## Passage for review
== == ==
PORT SUDAN: Almost three years of war in Sudan have left more than 8 million children out of education for nearly 500 days, the NGO Save the Children said on Thursday, highlighting one of the world’s longest school closures.

“More than 8 million children — nearly half of the 17 million of school age — have gone approximately 484 days without setting foot in a classroom,” the children’s rights organization said in a statement.

Sudan has been ravaged by a power struggle between the army and the Rapid Support Forces since April 2023.

This is “one of the longest school closures in the world,” the British NGO said.“Many schools are closed, others have been damaged by the conflict, or are being used as shelters” for the more than 7 million displaced people across the country, it added. North Darfur in western Sudan is the country’s hardest-hit state: Only 3 percent of its more than 1,100 schools are still functioning.

In October, the RSF seized the city of El-Fasher, the capital of North Darfur, and the last of Darfur’s five capitals to remain outside their control.

West Darfur, West Kordofan, and South Darfur follow with 27 percent, 15 percent, and 13 percent of their schools operating, respectively, according to the statement.

The NGO added that many teachers in Sudanese schools were leaving their jobs due to unpaid salaries.

“We risk condemning an entire generation to a future defined by conflict,” without urgent investment, said the NGO’s chief executive, Inger Ashing.

The conflict, which has claimed tens of thousands of lives, has triggered the “world’s worst humanitarian crisis,” according to the UN.

On Sunday, UN Human Rights commissioner Volker Turk condemned the increasing number of attacks against “essential civilian infrastructure” in Sudan, including hospitals, markets, and schools.
== == ==
## To do
(a) In the article on Sudan's school closures, do these statements agree with the text? (i) More than 8 million children have gone about 484 days without attending class. (ii) Thirteen percent of schools in North Darfur are still functioning. (iii) The fighting between the army and the Rapid Support Forces began in April 2023. Answer yes or no for each and quote the deciding words.
(b) Return, word for word, the part of the article on Sudan's school closures that opens with the words containing "West Darfur, West" and closes with "executive, Inger Ashing.".
These entries have no connection to the article on Sudan's school closures.

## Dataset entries
== == ==
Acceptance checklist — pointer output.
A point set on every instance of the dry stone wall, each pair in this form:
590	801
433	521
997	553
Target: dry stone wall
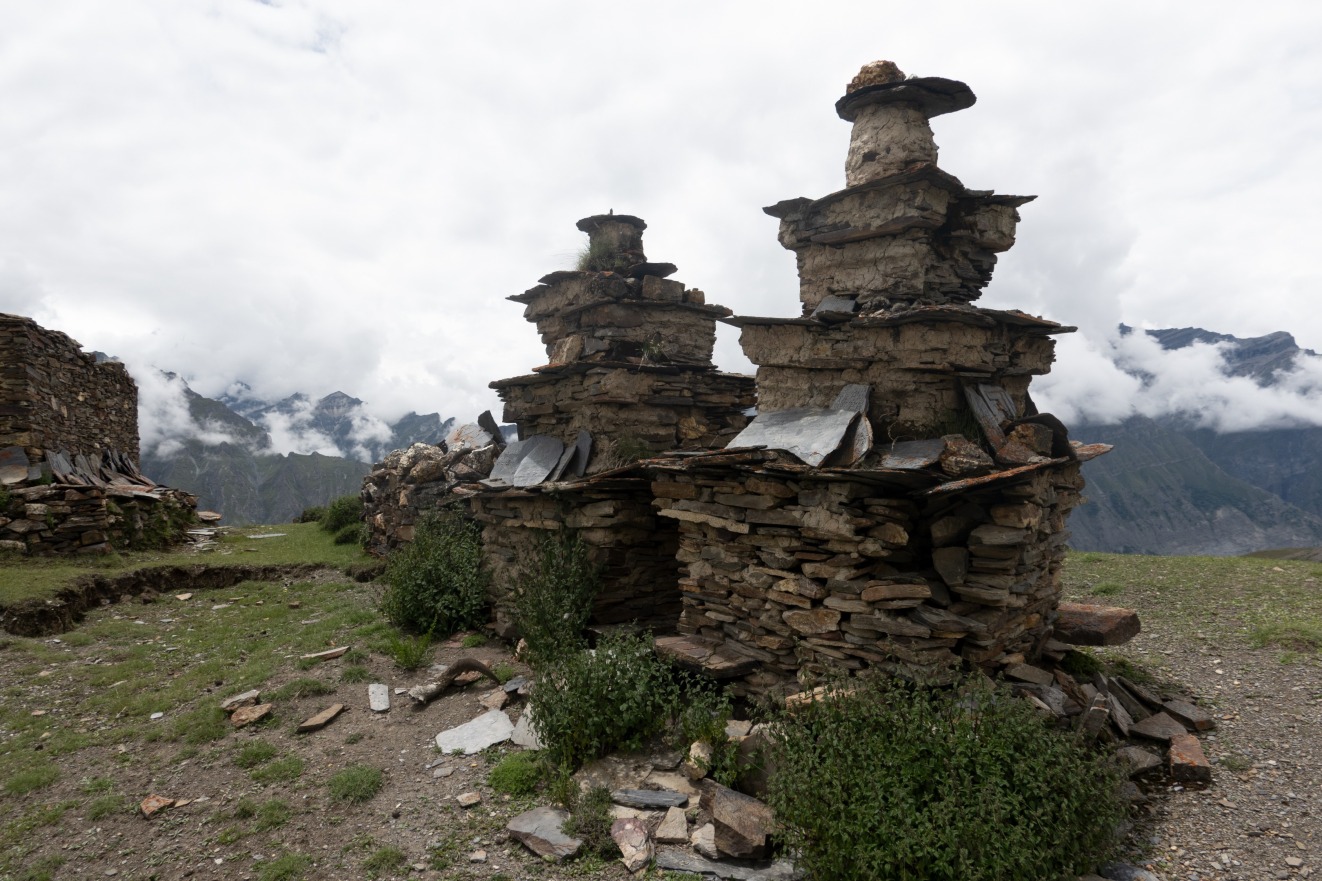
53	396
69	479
== == ==
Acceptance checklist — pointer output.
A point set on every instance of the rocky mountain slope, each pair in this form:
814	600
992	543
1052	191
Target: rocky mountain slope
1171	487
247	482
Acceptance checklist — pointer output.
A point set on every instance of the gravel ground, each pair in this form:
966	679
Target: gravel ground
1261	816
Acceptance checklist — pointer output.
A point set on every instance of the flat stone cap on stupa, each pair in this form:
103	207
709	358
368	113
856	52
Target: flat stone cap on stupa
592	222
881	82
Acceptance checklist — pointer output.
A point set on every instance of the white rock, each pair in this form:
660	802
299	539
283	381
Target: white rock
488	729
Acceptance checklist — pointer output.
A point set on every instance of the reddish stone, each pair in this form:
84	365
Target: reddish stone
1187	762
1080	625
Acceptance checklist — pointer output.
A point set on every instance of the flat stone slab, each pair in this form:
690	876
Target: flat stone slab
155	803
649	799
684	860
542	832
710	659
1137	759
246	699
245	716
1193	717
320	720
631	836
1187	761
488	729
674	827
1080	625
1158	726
== == ==
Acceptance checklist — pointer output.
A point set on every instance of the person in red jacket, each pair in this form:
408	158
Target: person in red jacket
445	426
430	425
== == ==
## Answer section
(a)
(i) Yes: "More than 8 million children — nearly half of the 17 million of school age — have gone approximately 484 days without setting foot in a classroom"
(ii) No: "Only 3 percent of its more than 1,100 schools are still functioning."
(iii) Yes: "Sudan has been ravaged by a power struggle between the army and the Rapid Support Forces since April 2023."

(b)
West Darfur, West Kordofan, and South Darfur follow with 27 percent, 15 percent, and 13 percent of their schools operating, respectively, according to the statement.

The NGO added that many teachers in Sudanese schools were leaving their jobs due to unpaid salaries.

“We risk condemning an entire generation to a future defined by conflict,” without urgent investment, said the NGO’s chief executive, Inger Ashing.